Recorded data

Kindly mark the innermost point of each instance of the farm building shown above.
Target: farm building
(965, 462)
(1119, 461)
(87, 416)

* * *

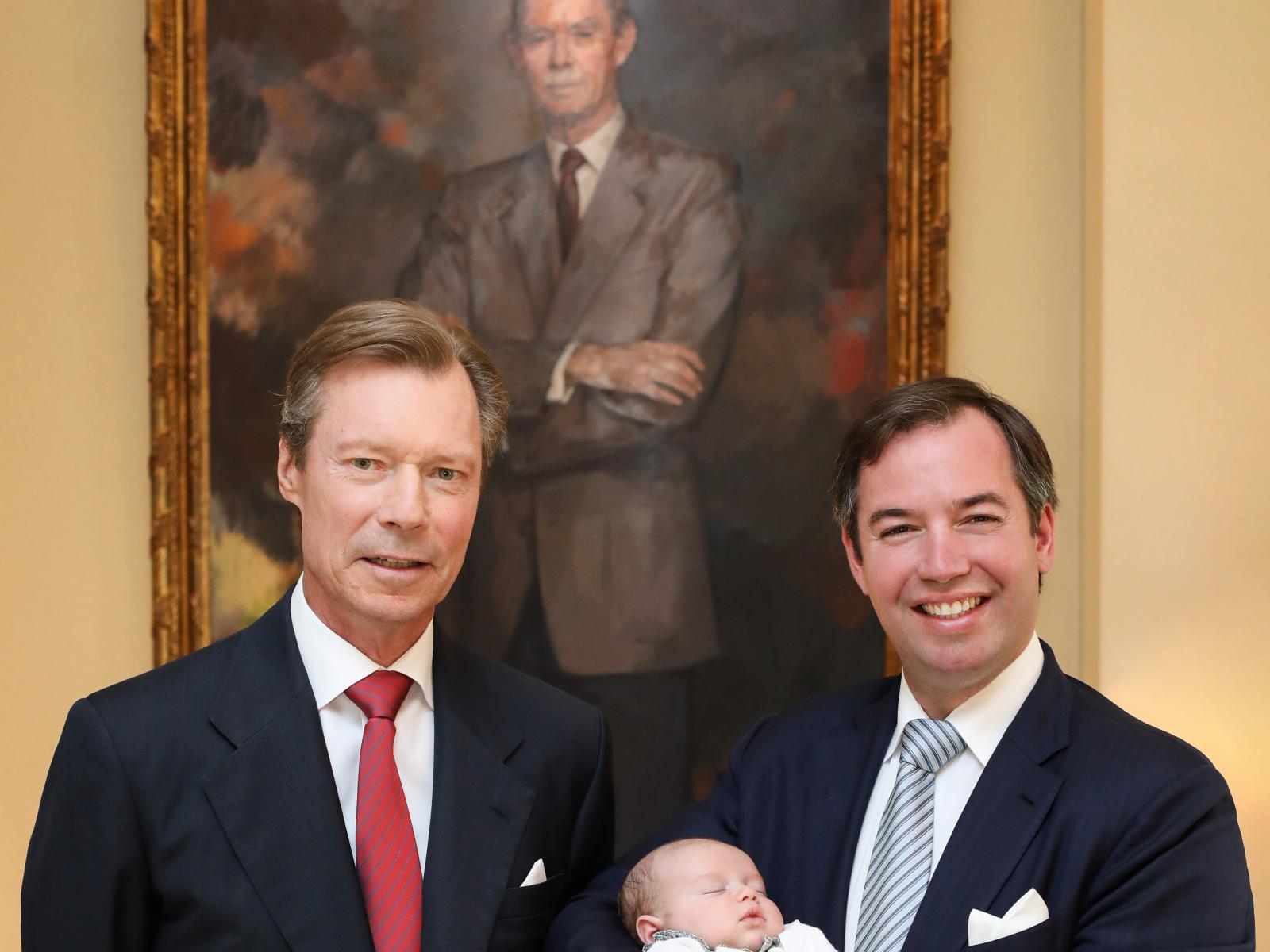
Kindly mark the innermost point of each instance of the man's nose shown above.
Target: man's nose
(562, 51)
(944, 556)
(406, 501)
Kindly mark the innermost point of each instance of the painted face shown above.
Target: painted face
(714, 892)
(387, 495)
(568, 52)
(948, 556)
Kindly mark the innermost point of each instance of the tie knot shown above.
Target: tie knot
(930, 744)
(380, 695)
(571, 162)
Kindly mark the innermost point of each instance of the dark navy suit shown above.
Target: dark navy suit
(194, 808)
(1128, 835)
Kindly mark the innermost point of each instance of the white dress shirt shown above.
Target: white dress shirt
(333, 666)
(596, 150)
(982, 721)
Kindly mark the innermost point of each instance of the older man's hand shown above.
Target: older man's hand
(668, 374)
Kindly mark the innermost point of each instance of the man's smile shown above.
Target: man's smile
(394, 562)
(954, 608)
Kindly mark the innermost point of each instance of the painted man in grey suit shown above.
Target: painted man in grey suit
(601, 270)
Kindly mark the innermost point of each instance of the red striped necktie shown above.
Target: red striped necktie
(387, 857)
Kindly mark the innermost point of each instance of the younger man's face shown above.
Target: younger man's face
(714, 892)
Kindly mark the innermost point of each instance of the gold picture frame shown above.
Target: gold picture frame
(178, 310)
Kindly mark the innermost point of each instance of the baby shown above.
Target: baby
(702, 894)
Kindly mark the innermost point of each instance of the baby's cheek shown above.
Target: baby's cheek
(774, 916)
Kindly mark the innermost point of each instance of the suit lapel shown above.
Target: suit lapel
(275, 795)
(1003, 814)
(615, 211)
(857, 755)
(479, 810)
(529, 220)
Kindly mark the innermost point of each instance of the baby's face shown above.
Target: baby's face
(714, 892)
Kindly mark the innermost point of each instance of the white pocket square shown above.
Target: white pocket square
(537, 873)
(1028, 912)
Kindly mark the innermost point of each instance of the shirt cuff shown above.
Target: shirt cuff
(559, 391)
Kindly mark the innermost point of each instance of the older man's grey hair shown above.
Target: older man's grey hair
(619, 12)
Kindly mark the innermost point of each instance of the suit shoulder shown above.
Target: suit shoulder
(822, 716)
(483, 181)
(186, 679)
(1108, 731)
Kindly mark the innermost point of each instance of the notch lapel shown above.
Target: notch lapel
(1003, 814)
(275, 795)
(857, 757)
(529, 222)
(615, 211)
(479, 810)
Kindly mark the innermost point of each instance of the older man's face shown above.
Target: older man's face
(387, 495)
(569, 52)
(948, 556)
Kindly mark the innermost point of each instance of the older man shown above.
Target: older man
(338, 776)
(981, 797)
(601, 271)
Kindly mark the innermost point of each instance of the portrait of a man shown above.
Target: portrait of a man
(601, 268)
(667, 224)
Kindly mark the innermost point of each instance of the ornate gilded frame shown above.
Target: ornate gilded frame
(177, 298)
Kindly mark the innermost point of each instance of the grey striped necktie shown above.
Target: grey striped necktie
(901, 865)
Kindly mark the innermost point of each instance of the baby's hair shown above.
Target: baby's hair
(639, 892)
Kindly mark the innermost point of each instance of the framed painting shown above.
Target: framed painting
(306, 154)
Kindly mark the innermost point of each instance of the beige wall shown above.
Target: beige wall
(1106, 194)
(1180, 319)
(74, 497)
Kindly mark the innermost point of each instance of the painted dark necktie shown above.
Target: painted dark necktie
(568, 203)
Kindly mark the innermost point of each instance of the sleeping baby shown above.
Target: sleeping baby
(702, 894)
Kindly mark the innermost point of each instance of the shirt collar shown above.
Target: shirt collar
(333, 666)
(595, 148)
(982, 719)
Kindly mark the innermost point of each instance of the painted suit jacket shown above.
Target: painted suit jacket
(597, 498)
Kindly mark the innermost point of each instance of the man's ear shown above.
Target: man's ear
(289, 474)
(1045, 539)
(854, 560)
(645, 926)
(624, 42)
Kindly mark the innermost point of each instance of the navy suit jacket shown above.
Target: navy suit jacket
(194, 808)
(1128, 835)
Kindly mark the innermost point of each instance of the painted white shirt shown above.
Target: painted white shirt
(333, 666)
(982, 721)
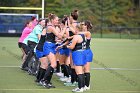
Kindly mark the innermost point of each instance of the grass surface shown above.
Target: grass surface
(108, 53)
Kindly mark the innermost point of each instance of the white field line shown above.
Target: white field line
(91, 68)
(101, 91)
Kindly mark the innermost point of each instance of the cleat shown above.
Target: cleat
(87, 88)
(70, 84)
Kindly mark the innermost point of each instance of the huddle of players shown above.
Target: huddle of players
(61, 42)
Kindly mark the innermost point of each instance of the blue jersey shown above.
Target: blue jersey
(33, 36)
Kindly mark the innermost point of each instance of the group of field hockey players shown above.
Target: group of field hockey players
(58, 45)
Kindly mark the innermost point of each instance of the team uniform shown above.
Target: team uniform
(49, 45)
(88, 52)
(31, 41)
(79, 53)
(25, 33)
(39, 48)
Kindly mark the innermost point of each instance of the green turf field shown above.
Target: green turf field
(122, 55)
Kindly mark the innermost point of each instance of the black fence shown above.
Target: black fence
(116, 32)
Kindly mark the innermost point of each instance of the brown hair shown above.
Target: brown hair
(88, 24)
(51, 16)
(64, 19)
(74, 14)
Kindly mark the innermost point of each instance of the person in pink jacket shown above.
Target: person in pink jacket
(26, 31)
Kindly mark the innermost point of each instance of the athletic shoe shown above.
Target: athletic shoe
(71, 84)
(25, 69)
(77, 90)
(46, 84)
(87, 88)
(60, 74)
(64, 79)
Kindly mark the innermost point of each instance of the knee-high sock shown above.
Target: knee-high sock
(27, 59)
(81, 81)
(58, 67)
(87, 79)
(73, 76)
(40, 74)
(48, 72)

==

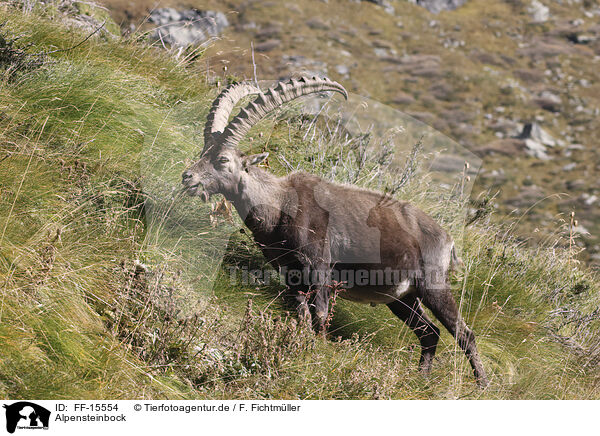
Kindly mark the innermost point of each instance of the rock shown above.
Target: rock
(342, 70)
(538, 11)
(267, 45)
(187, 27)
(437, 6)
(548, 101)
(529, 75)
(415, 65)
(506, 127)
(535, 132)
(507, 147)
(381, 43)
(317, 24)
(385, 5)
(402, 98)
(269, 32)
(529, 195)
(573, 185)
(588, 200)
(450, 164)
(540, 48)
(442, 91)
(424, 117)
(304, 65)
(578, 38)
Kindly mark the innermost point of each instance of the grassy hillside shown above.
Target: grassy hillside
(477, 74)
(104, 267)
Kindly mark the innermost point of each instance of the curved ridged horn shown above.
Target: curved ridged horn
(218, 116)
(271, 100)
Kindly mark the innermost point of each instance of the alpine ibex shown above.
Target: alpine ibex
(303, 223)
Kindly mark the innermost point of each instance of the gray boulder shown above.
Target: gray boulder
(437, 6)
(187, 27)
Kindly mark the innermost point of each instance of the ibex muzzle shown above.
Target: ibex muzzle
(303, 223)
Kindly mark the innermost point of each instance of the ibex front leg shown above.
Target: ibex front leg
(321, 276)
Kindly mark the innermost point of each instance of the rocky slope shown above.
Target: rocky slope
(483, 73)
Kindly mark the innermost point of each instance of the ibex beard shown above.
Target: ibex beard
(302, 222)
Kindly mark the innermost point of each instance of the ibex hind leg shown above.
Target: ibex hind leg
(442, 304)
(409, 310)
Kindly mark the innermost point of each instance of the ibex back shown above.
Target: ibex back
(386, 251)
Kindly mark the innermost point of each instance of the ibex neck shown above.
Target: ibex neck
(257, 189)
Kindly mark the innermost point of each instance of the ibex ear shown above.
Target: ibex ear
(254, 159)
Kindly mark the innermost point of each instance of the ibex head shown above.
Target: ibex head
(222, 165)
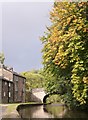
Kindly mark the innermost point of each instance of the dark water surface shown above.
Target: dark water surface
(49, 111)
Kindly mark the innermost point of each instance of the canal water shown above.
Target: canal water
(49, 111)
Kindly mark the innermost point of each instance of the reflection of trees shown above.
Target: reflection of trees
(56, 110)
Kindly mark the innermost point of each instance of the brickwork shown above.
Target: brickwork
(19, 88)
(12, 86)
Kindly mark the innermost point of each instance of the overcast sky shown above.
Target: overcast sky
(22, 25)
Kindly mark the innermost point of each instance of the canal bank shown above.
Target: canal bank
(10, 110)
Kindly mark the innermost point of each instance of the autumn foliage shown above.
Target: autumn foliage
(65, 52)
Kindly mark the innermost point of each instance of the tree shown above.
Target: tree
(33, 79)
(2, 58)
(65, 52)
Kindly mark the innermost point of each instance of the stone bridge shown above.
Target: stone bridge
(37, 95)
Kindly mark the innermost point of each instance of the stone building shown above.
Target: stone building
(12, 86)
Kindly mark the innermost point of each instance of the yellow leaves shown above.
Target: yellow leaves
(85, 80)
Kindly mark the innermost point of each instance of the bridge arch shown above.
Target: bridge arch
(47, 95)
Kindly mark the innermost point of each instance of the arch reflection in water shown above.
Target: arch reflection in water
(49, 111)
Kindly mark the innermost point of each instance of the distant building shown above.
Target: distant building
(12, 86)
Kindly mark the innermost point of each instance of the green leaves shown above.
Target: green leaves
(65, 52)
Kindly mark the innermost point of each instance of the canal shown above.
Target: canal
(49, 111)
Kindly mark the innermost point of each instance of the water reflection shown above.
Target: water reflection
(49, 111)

Exercise aim » Extract from the recorded data above every line containing the string "brickwork", treating uppercase and lowercase as distinct.

The completed task »
Kindly mark the innermost point of each instance of the brickwork shown above.
Target: brickwork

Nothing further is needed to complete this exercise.